> **PROBLEMA CURTO A**:
Responda às perguntas abaixo com base no texto sobre os Guarani-Kaiowá.
(i) De qual terra indígena é Élson Canteiro Gomes?
(ii) Qual PEC é apontada como tendo o objetivo de acabar com as terras indígenas?
(iii) Quais artigos da constituição de 1988 são citados?
> **PROBLEMA CURTO B**:
Dê sequência ao texto sobre os Guarani-Kaiowá, começando logo após a última frase.

━━━ TEXTO EXIBIDO ━━━

Indígenas reunidos em visita de integrante da ONU
— A política de reservas traz danos para os Guarani-Kaiowá hoje, causa problemas de conflitos entre os próprios indígenas por conta de espaço, pois a reserva não é o tekoha, não vivemos no modo de ser Guarani-Kaiowá. A reserva é um confinamento, vivemos cercados como se fosse um pássaro dentro de uma gaiola, sem o direito de viver a liberdade do nosso povo, que sempre viveu assim — afirmou Élson Canteiro Gomes, da recém identificada Terra Indígena Dourados-Amambaipeguá I.
Respondendo ao monopólio de imprensa local, que em sua histeria contra as retomadas bradam que “os índios não precisam de terra” e — num puro cinismo — chamam o latifúndio exportador de “produtores rurais” (pasmem!), os indígenas explicam que a terra não é apenas uma propriedade, mas sim a totalidade que engloba sua maneira de viver:
— A retomada é importante para continuarmos reproduzindo nossa cultura, viver o nhadereko [modo de ser ou de viver como Guarani-Kaiowá], nossa cultura, a caça, a pesca, a reza, para ter a liberdade de circular no território. Não é apenas retomada da terra, é a retomada da natureza, dos animais, das rezas. É pelo futuro das nossas crianças que precisamos de demarcação, pois na reserva ou na cidade o índio não é feliz, apenas somos felizes no nosso tekoha guasu [Grande Território]. Então a cada passo pra dentro do nosso tekoha tradicional, estamos pisando em nossa terra sagrada. O nosso sonho Guarani-Kaiowá nunca vai morrer, a cada momento vai nascer uma nova esperança de viver neste tekoha, por que neste tekoha que muitos parentes morreram e foram enterrados.
Eles também denunciam o papel do velho Estado e seu caráter latifundiário:
— Ao invés do governo garantir o território para que nosso povo possa viver nesta terra com paz e liberdade, criam leis que modificam a Constituição Federal, que garante o direito à demarcação, como a PEC 215, que tem como objetivo acabar com as terras indígenas. Dessa forma muita dificuldade vem ocorrendo na comunidade, como a falta de atendimento de saúde e educação das crianças, e com isso a comunidade sofre com a criminalização por parte do governo. Em Caarapó, os fazendeiros se organizam e colocam o povo em uma situação de difícil acesso à cidade, proíbe ter acesso aos mercados para fazermos compras e tudo mais. Os parentes são torturados na cidade pela própria polícia. Assim que o Estado está massacrando o povo indígena” — completaram, citando os artigos 231 e 232 da constituição de 1988.
Guarani-Kaiowá realizando ritual
Frente a tal realidade, a imprensa local deixa pública sua face fascista e reacionária, e suas mãos sujas de sangue indígena. Montes de calúnias são divulgadas, colocando todo o povo pobre dos municípios contra os indígenas.

━━━ EXTRATO DE DADOS ━━━

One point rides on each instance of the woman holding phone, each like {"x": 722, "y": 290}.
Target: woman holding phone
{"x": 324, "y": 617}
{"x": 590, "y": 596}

━━━

> **RESPOSTA ESCRITA A**:
(i) Da Terra Indígena Dourados-Amambaipeguá I.
(ii) A PEC 215.
(iii) Os artigos 231 e 232.

> **RESPOSTA ESCRITA B**:
— Nosso povo já não confia na imprensa local, como a TV Morena e o Caarapó News, pois eles distorcem os fatos e defendem os fazendeiros, e depois dizem que o CIMI e a FUNAI incentivam as tomadas de terra, mas quem decide tudo é nosso próprio povo. Precisamos de aliados que defendam a causa indígena, que falem a verdade do massacre do povo Guarani-Kaiowá — destacou Élson, ressaltando a importância da imprensa popular e democrática.
As lideranças também denunciam os ataques sistematizados e a participação das policias junto com os latifundiários.
— Os ataques pelos fazendeiros se dão de várias formas, tudo muito bem organizado. A primeira coisa é que eles são apoiados pela segurança do estado que legitimam os ataques e incentivam os latifundiários a se armarem e atacarem os indígenas das áreas de retomada. Nestes ataques sabemos que estão envolvidos a DOF, a polícia militar e a polícia civil, bem como jagunços e os próprios fazendeiros, que se articulam com outros proprietários da região. Compram armas pesadas para nos atacar e atacam de uma forma cruel, sem piedade, não escolhem se vão atacar liderança, criança ou idoso.
Ainda sobre os ataques, destacam que esta contraofensiva do latifúndio está presente em toda a região:
— Essas milícias estão por toda a parte, estão atacando todas as áreas de retomada. São os mesmos que tiraram a vida de Semião Vilhalva em Nhaderu Marangatu, os mesmos que atacaram Kurussu Ambá, Poelito Kue, Guaviry, Takuara, Te’ýi Jusu, Kunumi Vera, Guapoy, dentre outros tekohas, e que ceifaram a vida de Clodiodi [no fatídico 14 de junho], uma pessoa que gostava muito de ajudar o povo dele. Sendo agente de saúde, ele foi até o local do ataque para ajudar os baleados e acabou levando tiros, não resistindo — vale destacar que, desde a morte de Semião, em setembro de 2015, foram registrados mais de 25 ataques paramilitares em áreas de retomada.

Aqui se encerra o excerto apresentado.